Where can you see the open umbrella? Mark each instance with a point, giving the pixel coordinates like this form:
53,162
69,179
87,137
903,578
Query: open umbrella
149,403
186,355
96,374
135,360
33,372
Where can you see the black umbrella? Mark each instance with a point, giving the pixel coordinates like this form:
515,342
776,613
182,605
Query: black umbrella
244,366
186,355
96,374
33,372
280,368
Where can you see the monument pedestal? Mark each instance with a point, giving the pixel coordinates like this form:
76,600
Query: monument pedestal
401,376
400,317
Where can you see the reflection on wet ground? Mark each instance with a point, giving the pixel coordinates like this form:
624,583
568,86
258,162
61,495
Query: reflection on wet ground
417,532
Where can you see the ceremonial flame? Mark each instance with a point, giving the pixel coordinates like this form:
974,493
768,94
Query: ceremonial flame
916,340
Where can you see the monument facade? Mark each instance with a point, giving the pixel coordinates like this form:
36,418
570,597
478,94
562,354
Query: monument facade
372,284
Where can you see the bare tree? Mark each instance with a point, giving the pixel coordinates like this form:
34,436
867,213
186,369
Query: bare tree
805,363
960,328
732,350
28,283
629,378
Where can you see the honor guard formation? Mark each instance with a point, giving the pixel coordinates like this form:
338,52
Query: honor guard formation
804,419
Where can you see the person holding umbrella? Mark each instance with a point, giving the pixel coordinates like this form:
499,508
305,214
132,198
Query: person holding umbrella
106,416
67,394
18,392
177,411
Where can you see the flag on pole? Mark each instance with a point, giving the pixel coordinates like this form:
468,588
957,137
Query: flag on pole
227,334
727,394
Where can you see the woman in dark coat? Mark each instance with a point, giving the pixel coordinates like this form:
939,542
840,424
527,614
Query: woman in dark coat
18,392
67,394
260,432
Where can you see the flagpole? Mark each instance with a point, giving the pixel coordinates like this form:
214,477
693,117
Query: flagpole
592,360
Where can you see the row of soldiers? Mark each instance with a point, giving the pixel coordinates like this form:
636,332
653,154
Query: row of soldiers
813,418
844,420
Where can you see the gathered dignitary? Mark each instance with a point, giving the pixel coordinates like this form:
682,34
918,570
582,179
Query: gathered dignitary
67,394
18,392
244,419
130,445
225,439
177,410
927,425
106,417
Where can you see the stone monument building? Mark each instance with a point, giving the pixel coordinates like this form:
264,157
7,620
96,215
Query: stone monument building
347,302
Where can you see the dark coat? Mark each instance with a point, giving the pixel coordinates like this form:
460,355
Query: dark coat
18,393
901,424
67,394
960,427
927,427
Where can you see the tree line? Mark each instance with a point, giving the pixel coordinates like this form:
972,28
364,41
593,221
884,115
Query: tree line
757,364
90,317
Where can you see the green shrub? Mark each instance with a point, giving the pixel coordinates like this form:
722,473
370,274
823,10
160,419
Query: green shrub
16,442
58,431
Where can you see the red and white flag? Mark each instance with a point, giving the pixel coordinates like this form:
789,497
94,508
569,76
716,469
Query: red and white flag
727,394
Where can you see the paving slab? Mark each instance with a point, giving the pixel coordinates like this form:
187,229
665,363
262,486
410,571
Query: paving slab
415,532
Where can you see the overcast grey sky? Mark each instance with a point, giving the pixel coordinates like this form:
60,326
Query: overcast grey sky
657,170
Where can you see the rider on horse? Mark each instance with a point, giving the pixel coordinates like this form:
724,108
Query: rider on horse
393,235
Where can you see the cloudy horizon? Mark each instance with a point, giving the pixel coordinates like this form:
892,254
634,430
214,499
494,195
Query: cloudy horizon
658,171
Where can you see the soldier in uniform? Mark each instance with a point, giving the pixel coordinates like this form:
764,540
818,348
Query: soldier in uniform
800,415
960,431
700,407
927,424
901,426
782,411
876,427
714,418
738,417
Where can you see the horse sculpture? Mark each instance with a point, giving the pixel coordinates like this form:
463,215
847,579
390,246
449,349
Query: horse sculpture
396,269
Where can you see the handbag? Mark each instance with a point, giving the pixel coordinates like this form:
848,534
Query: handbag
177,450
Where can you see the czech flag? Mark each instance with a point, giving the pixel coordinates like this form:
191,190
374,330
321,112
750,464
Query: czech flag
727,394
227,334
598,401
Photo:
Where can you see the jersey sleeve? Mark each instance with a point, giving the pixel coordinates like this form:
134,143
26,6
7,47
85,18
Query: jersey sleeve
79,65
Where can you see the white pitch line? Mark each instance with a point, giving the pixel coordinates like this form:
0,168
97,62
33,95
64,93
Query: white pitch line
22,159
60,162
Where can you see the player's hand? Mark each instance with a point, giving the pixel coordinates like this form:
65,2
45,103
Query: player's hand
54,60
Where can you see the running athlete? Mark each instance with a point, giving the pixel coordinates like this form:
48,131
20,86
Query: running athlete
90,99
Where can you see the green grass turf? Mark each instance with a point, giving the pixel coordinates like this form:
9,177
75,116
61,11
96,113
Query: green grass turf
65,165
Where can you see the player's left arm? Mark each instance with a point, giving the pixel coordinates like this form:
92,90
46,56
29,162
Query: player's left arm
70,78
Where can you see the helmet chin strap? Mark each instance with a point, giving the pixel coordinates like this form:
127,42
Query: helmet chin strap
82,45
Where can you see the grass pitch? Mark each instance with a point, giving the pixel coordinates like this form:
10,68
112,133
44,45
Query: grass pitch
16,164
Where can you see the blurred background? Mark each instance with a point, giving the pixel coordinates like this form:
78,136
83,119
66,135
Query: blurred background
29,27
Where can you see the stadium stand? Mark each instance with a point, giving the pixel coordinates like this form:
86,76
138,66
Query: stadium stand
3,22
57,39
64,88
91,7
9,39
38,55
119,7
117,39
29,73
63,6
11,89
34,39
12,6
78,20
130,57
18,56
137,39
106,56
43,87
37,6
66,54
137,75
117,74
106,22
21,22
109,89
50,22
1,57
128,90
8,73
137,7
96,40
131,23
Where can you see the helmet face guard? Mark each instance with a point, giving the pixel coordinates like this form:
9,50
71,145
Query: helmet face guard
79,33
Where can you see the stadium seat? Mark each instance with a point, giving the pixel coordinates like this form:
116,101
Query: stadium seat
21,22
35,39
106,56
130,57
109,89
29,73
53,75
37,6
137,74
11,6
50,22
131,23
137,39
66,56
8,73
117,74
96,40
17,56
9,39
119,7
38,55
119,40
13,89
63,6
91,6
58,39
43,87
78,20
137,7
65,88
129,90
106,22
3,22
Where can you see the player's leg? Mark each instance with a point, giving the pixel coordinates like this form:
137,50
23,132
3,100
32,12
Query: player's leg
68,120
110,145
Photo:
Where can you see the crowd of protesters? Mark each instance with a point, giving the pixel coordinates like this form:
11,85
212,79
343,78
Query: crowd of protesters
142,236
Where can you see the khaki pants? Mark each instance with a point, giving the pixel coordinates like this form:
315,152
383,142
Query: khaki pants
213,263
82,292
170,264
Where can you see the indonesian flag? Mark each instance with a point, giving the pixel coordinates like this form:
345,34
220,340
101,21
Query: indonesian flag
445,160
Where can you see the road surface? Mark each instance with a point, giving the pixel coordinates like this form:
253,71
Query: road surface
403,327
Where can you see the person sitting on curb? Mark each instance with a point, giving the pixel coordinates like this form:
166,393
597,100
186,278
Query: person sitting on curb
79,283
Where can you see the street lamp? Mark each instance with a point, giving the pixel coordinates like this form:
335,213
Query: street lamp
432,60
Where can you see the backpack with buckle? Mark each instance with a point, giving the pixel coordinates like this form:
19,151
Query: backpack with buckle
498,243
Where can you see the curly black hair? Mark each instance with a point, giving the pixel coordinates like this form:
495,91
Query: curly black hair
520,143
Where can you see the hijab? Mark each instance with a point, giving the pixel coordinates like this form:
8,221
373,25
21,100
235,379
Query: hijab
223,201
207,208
=====
PROBLEM:
Print every line of the listing shown above, exactly.

ANSWER SPACE:
Where can you see the open umbrella? Mark each instance with a point, giving the pixel coordinates like this form:
53,162
69,179
87,137
903,578
Query: open umbrella
149,403
186,355
96,374
135,360
33,372
Where can you see the black umbrella? Mark each instance with a point, giving the pixel coordinates like this form:
515,342
776,613
182,605
Query: black umbrella
244,366
186,355
96,374
33,372
280,368
Where can you see the monument pedestal? Mark each instance with a point, giving the pixel coordinates like this form:
76,600
Query: monument pedestal
401,376
400,317
Where can you see the reflection on wet ground? Mark each instance with a point, giving the pixel coordinates like this form:
624,583
568,86
258,162
61,495
Query: reflection on wet ground
417,532
Where can you see the ceremonial flame? Mark each instance with a point, giving the pixel coordinates like this form:
974,493
768,94
Query: ceremonial flame
916,340
Where can you see the monument facade? Mark each instance with a point, giving the pixel coordinates like this form:
36,418
570,597
478,94
562,354
Query: monument facade
372,284
Where can you see the bare tree? Mark each instance with a point, giving the pixel coordinates like this form:
34,436
867,213
186,369
Query: bare tree
805,363
960,328
732,350
28,283
629,378
Where can you see the honor guard formation? Mark each instance with a point, giving the pixel coordinates like this form:
338,52
Query: honor guard formation
804,419
Where can you see the person holding umbrella? Mark each instance with a point, giving the pixel coordinates like this form:
499,508
305,214
132,198
Query: person holding umbrella
106,416
67,394
18,392
177,411
Where can you see the flag on pole? Mark each instance with a point, giving the pixel coordinates like this form:
468,588
957,137
Query: flag on pole
227,334
727,394
Where can you see the woman in dark coat? Mark each instance with a point, giving the pixel coordinates like this form:
939,542
840,424
527,614
Query: woman in dark coat
18,392
67,394
260,432
Where can you see the flagpole? Mark each instance with a point, giving the pixel coordinates like this form:
214,477
693,117
Query: flagpole
592,360
Where can you see the row of soldiers? Mark each instance with a point, giving the pixel coordinates like this form:
636,332
653,154
Query: row of soldiers
813,418
844,420
Where can you see the gathered dignitary? Mark each instance with a point, giving the pixel coordinates like this form:
682,34
918,570
582,179
Query: gathered dignitary
67,394
18,392
244,419
130,445
225,439
177,410
927,425
106,417
Where can you see the stone monument building? Mark each instance with a point, giving the pixel coordinates like this form:
264,157
7,620
96,215
Query: stone monument building
347,302
Where can you see the dark coat? Mark each instance with a point, giving the pixel coordinates like this form:
460,355
Query: dark coat
18,393
901,424
67,394
960,427
927,427
Where can you see the tree line? Mark each instance with a point, giving the pixel coordinates like this form:
972,28
364,41
593,221
884,115
Query: tree line
757,364
90,317
Where can you see the green shrub? Mark each instance with a point, giving the pixel coordinates like this form:
722,473
370,274
823,10
160,419
Query: green shrub
16,442
58,431
Where can you see the red and white flag? Mark each instance with a point, giving the pixel coordinates like this form:
789,497
94,508
569,76
716,469
Query: red and white flag
727,394
Where can you see the paving slab? Mark each instance with a point, giving the pixel coordinates like this form:
187,229
665,363
262,486
410,571
Query: paving slab
415,532
Where can you see the overcast grey sky? Mark each instance with a point, giving the pixel coordinates like this form:
60,326
Query: overcast grey sky
657,170
Where can you see the rider on horse? Mark each instance with a point, giving the pixel coordinates like this form:
724,108
Query: rider on horse
393,235
Where can you see the cloudy horizon? Mark each instance with a point, giving the pixel coordinates like this form:
892,254
634,430
214,499
494,195
Query: cloudy horizon
658,171
Where can you see the soldier in uniform? Mark each instance with a point, giving the pixel coordinates like this form:
764,540
818,348
Query: soldier in uniform
800,415
960,431
700,407
927,424
901,426
782,411
876,427
714,418
738,417
Where can you see the horse sculpture? Mark each instance with a point, giving the pixel coordinates like this form:
463,215
847,579
390,246
449,349
Query: horse sculpture
396,269
Where can you see the handbag? Mark each instance with a point, giving the pixel coordinates like this form:
848,534
Query: handbag
177,450
Where can you see the czech flag? Mark each instance with a point, giving the pixel coordinates like this form:
191,190
374,330
321,112
750,464
Query: czech flag
727,394
227,334
598,401
Photo:
Where can you see the jersey sleeve? Mark each instance with a point, giving the pixel coordinates like this form:
134,143
26,6
7,47
85,18
Query: jersey sleeve
79,65
Where can you see the white pitch line? Mark each instance with a point, giving the pixel coordinates like this form:
0,168
97,62
33,95
64,93
Query: white pitch line
22,159
60,162
Where can you see the player's hand? Mark each instance with a point, giving the pixel coordinates like this form:
65,2
45,103
Query: player's hand
54,60
Where can you see the running athlete? Mark each instance with a point, giving the pixel coordinates like this form:
48,131
20,86
Query: running athlete
90,99
Where can you see the green grass turf? Mark each instance with a point, giving the pixel coordinates like this form:
9,177
75,116
61,11
96,113
Query: green grass turf
65,165
Where can you see the player's left arm? Mark each instance with a point, giving the pixel coordinates like this form:
92,90
46,56
29,162
Query: player's left arm
70,78
Where can you see the helmet chin strap? Mark each instance with a point, giving the pixel coordinates like this form:
127,42
Query: helmet chin strap
82,45
Where can you see the grass pitch? Mark each instance with a point, giving the pixel coordinates like this form:
10,68
112,133
44,45
Query: grass pitch
16,164
Where can you see the blurred background? Mark each instance with a point, giving the pixel coordinates like this form:
78,136
83,119
66,135
Query: blurred background
29,27
Where can you see the stadium stand? Mark each instance with a point, giving the pixel coordinates like this form:
86,76
138,66
Query: stadium stand
3,22
57,39
64,88
91,7
9,39
38,55
119,7
117,39
29,73
63,6
11,89
34,39
12,6
78,20
130,57
18,56
137,39
106,56
43,87
37,6
66,54
137,75
117,74
106,22
21,22
109,89
50,22
1,57
128,90
8,73
137,7
96,40
131,23
Where can you see the helmet face guard? Mark each instance with a point, giving the pixel coordinates like this form:
9,50
71,145
Query: helmet face guard
79,33
Where can you see the stadium seat? Mark each instance with a point, giving the pixel coordinates like this form:
116,101
Query: stadium seat
21,22
35,39
106,56
130,57
109,89
29,73
53,75
37,6
137,74
11,6
50,22
131,23
137,39
66,56
8,73
117,74
96,40
17,56
9,39
119,7
38,55
119,40
13,89
63,6
91,6
58,39
43,87
78,20
137,7
65,88
129,90
106,22
3,22
Where can you see the player's leg? Mark each instance with a point, giving the pixel coordinates like this form:
137,50
23,132
3,100
32,12
Query: player's leg
68,120
110,145
Photo:
Where can you see the crowd of protesters? Mark each instance with a point, giving the pixel coordinates like this form:
11,85
212,79
343,78
Query: crowd of protesters
142,236
Where can you see the khaki pants? Mark each instance with a point, giving the pixel coordinates like this form:
315,152
383,142
Query: khaki pants
213,263
82,292
170,264
Where can you see the indonesian flag? Mark each instance with a point, giving the pixel coordinates like this form:
345,34
220,340
101,21
Query: indonesian flag
445,160
Where can you see the road surface? Mark each instance with a point, giving the pixel coordinates like this form:
253,71
Query: road surface
403,327
Where can you see the person sitting on curb? Mark each instance with a point, giving the pixel coordinates like this form:
166,393
597,100
186,278
Query: person sitting on curb
79,283
Where can you see the street lamp? Mark each instance with a point, giving the pixel coordinates like this form:
335,213
Query: street lamp
432,60
Where can you see the backpack with buckle? Mark each instance with a point, giving the pixel coordinates like this form:
19,151
Query: backpack with buckle
498,243
Where can you see the curly black hair? Mark each instance with a point, giving the pixel coordinates like this form:
495,91
Query: curly black hair
520,143
Where can you see the hijab? Mark each instance with a point, giving the pixel coordinates like this form:
8,221
373,25
21,100
235,379
Query: hijab
223,201
207,208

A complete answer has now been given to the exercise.